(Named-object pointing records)
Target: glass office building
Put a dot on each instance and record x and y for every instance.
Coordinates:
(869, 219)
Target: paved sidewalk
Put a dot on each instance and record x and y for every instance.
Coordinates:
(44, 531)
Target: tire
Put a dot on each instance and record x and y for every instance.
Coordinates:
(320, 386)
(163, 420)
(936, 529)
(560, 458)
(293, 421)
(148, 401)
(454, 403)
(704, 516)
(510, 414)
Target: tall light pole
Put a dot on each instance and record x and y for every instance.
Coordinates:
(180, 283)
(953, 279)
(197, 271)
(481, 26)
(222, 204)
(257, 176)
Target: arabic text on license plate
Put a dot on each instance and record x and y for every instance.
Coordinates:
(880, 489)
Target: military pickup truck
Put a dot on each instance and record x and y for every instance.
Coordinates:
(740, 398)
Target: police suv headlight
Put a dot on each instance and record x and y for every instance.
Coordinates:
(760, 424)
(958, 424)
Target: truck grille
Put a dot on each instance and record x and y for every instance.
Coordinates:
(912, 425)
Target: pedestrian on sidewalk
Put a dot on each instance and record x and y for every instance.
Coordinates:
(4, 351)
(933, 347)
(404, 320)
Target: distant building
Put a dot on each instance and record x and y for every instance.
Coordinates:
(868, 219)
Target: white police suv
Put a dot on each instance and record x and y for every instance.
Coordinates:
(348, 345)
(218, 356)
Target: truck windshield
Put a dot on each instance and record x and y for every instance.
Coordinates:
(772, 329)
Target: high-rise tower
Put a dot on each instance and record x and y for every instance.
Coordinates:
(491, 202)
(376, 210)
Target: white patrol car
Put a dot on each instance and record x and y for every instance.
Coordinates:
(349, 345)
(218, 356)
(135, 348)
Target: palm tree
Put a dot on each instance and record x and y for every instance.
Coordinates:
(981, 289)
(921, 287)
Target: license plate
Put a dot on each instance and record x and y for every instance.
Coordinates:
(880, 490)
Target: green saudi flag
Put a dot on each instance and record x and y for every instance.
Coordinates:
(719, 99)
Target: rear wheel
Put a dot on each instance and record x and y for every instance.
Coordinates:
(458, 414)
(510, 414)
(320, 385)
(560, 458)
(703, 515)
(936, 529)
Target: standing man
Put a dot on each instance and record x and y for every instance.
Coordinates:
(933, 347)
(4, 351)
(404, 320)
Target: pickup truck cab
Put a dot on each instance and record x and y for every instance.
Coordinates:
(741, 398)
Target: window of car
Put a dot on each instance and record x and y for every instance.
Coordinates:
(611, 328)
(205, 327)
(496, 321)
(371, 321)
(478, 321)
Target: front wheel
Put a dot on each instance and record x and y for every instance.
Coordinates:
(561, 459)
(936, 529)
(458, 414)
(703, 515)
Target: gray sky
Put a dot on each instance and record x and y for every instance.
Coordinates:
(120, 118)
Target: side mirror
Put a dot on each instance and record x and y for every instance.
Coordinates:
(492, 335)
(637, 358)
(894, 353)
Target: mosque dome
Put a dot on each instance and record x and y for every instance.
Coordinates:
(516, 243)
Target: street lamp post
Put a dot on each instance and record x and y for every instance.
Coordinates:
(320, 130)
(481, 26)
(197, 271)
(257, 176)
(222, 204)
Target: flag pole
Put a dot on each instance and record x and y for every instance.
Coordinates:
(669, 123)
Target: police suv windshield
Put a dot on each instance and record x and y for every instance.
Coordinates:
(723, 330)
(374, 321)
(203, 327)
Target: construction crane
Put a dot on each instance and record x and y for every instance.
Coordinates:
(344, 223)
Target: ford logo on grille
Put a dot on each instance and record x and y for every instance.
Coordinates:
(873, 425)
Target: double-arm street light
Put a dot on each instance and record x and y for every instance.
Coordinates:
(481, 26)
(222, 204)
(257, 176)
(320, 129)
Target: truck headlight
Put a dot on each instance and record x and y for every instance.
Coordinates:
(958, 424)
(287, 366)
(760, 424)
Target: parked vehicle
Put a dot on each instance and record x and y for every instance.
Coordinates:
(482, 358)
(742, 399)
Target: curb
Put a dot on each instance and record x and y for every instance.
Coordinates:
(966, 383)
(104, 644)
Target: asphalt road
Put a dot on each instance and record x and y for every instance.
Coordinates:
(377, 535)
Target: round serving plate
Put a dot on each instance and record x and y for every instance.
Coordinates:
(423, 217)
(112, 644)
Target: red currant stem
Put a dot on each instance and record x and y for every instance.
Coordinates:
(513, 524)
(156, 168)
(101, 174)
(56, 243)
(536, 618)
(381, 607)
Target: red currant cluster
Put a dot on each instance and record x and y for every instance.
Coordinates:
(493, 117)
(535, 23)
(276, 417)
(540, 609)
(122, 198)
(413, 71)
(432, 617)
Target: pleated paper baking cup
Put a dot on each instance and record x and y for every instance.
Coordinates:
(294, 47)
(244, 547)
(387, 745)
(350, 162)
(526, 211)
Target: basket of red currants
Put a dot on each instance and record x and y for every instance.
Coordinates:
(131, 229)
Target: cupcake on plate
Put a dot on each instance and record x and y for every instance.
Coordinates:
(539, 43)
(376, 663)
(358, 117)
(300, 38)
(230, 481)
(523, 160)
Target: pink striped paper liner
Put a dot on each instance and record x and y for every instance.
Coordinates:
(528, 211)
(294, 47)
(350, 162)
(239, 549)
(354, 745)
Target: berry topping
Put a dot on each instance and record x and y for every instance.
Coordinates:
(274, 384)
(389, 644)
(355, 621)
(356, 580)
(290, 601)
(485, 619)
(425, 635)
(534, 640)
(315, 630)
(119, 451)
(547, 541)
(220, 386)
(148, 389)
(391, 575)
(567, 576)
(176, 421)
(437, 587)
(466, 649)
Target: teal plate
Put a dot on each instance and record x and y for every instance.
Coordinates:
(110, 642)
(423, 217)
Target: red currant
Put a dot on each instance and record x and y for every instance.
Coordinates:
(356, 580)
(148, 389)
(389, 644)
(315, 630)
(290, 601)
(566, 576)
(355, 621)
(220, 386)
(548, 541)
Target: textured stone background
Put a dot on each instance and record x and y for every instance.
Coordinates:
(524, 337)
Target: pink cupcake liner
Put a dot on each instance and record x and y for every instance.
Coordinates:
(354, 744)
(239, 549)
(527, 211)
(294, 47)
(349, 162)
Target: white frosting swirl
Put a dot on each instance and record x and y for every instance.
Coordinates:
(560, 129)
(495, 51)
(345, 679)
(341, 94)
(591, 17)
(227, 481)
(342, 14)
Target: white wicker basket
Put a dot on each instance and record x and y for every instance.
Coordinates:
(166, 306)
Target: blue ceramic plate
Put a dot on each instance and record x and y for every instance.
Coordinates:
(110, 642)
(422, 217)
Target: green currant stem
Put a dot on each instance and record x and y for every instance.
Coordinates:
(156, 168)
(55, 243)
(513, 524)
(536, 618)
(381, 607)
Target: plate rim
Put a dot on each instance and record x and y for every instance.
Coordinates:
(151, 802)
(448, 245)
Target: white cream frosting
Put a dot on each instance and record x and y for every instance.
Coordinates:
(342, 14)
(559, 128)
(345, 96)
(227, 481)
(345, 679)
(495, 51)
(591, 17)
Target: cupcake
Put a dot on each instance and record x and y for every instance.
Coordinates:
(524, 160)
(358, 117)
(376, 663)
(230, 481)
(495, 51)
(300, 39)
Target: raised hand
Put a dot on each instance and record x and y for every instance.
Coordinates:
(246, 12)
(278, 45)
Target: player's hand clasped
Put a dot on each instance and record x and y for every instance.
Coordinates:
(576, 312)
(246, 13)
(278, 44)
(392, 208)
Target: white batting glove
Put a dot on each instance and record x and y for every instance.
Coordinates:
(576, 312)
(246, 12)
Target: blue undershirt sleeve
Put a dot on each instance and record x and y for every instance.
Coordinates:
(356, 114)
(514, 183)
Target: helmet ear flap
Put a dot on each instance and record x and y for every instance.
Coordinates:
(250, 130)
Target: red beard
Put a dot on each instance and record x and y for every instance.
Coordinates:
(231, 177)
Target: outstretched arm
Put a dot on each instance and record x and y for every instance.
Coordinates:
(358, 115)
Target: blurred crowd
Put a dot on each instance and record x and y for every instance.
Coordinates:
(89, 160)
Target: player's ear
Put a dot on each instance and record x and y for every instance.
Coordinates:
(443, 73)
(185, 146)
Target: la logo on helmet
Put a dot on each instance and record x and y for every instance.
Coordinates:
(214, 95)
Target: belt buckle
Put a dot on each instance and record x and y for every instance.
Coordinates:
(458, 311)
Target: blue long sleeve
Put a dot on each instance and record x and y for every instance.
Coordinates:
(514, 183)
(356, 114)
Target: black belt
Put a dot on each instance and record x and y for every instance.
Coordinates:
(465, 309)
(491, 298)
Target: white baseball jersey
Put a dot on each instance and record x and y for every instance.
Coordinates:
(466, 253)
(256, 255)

STATED EXERCISE ▸ Please quote exactly the lines from the one containing "Target: player's ear" through the last line of the records above, both included, and nothing else.

THE RESULT ▸
Target: player's ear
Put a dot on each instance and record x and y for every instance.
Coordinates:
(443, 73)
(185, 146)
Target: la logo on helmet
Put a dot on each instance and record x and y for every instance.
Coordinates:
(214, 95)
Target: belt buckle
Put a dot on each instance and record x and y for every instance.
Coordinates:
(458, 311)
Target: blue long sleeve
Put a dot on each instance and record x and y for every instance.
Coordinates:
(514, 183)
(356, 114)
Target: black belt
Put a dot on each instance and record x and y for every instance.
Coordinates:
(465, 309)
(491, 298)
Target: white baseball jersey
Put a dot on each instance and record x and y for every instance.
Coordinates:
(466, 253)
(256, 255)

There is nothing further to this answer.